Exercise:
Where the listing below reaches the line containing "Target: white frost coating", start writing out lines exactly, and stop once the line containing "Target: conifer foliage" has been written.

═══ Excerpted data

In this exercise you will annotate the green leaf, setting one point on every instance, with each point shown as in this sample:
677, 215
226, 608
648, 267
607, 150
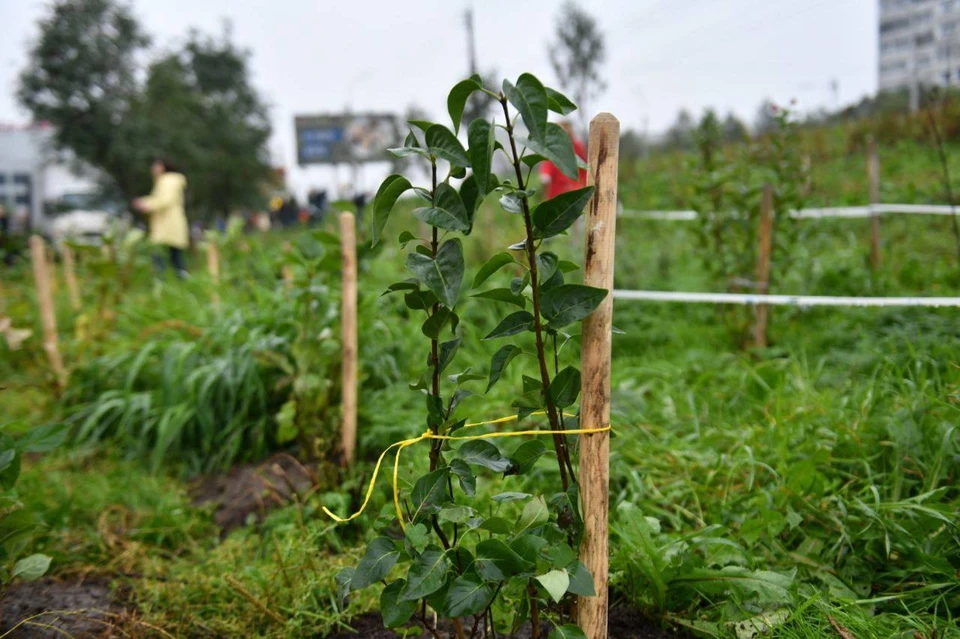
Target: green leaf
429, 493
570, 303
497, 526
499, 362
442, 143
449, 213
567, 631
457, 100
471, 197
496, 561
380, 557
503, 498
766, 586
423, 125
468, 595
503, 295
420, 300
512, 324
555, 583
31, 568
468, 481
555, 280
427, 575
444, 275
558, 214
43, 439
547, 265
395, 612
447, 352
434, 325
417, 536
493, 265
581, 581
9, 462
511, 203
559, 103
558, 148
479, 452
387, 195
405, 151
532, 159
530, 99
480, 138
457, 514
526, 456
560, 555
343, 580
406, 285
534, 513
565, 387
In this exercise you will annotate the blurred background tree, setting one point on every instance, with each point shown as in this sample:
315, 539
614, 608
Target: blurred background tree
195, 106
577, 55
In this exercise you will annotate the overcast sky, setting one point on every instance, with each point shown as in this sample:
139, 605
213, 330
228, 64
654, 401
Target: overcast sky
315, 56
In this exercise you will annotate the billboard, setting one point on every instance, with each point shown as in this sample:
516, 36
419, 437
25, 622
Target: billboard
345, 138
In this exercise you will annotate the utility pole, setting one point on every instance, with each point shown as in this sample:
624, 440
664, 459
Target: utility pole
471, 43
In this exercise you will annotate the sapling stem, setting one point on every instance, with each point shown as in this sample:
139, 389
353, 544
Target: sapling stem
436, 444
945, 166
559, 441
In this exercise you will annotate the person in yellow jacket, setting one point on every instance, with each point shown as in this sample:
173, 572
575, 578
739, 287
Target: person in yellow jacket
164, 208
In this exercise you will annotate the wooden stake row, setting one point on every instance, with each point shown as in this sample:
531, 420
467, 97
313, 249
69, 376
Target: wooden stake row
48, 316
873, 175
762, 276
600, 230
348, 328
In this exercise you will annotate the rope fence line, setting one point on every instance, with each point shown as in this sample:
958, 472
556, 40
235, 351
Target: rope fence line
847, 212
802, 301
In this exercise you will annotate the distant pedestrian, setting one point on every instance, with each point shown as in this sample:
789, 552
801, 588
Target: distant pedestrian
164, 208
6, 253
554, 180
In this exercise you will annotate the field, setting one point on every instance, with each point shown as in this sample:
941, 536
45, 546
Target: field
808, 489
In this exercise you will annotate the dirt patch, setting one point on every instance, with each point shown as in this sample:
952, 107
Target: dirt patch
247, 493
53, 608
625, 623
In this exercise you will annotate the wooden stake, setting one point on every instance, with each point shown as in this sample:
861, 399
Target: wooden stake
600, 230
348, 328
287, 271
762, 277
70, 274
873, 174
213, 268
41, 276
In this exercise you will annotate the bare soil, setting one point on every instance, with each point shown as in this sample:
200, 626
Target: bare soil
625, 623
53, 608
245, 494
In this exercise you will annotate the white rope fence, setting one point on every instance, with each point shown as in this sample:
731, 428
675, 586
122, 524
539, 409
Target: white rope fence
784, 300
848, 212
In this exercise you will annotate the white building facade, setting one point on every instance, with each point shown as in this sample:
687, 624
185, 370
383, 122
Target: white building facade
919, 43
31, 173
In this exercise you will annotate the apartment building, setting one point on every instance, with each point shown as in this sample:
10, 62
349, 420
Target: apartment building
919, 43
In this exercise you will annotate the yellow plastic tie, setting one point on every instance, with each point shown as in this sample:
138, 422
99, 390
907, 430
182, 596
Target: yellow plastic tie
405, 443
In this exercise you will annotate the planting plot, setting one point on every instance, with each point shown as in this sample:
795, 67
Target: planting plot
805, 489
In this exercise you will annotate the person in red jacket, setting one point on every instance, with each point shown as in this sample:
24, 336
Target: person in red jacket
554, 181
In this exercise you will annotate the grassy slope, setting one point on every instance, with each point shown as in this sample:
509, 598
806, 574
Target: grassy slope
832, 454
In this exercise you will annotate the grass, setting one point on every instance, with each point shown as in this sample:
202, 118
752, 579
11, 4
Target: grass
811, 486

══════
═══ Excerpted data

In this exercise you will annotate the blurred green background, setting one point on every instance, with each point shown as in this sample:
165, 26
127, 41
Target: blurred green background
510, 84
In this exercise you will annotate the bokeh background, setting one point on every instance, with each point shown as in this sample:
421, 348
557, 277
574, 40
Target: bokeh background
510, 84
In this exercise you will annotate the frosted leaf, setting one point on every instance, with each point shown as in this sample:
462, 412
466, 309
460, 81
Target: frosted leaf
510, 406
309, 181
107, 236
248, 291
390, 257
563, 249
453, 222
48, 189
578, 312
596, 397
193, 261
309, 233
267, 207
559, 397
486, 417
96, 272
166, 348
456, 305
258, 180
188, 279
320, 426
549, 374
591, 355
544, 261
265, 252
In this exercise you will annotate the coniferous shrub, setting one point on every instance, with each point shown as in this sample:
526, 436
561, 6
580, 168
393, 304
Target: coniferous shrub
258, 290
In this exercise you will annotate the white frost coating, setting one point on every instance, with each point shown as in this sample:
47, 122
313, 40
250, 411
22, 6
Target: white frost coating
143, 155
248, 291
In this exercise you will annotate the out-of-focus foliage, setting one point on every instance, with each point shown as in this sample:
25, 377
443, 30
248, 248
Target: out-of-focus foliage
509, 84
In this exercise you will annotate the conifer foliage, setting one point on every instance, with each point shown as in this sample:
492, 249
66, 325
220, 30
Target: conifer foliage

══════
═══ Excerpted data

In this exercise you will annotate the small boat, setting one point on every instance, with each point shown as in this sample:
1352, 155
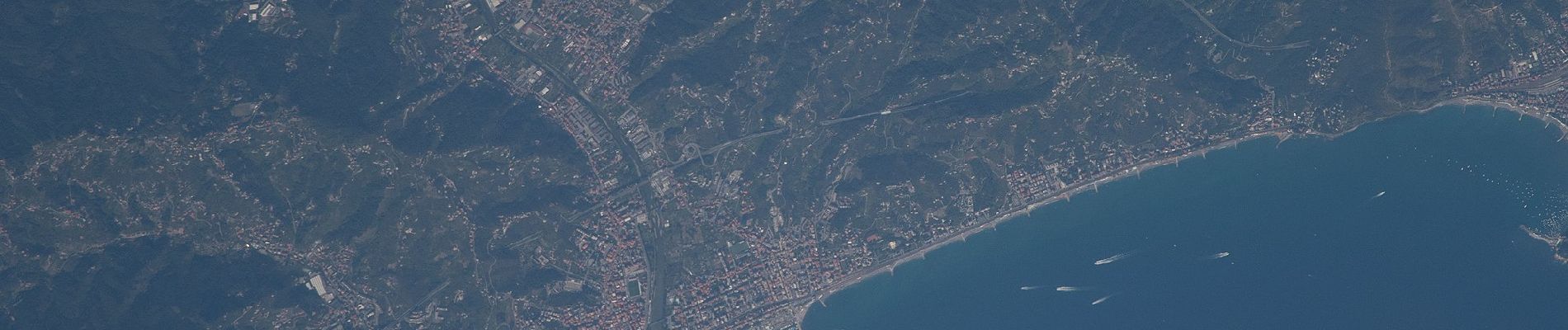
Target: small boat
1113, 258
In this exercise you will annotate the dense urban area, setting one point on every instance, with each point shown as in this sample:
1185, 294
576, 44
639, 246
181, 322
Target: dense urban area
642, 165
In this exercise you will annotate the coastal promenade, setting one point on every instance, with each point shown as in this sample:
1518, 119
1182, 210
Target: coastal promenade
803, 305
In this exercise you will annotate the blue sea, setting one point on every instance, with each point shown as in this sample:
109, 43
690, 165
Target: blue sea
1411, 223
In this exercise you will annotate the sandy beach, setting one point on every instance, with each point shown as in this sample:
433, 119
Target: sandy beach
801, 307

══════

Response to the task:
Target: white frost coating
143, 155
248, 291
In this exercise you will annotate the out-of-focus foliage, setting one point on every instance, with each point shown as in this sample:
25, 377
443, 30
248, 248
Target: out-of-focus foliage
509, 84
In this exercise you will annotate the conifer foliage, setting one point on every instance, with each point shown as in this sample:
492, 249
66, 325
220, 30
Target: conifer foliage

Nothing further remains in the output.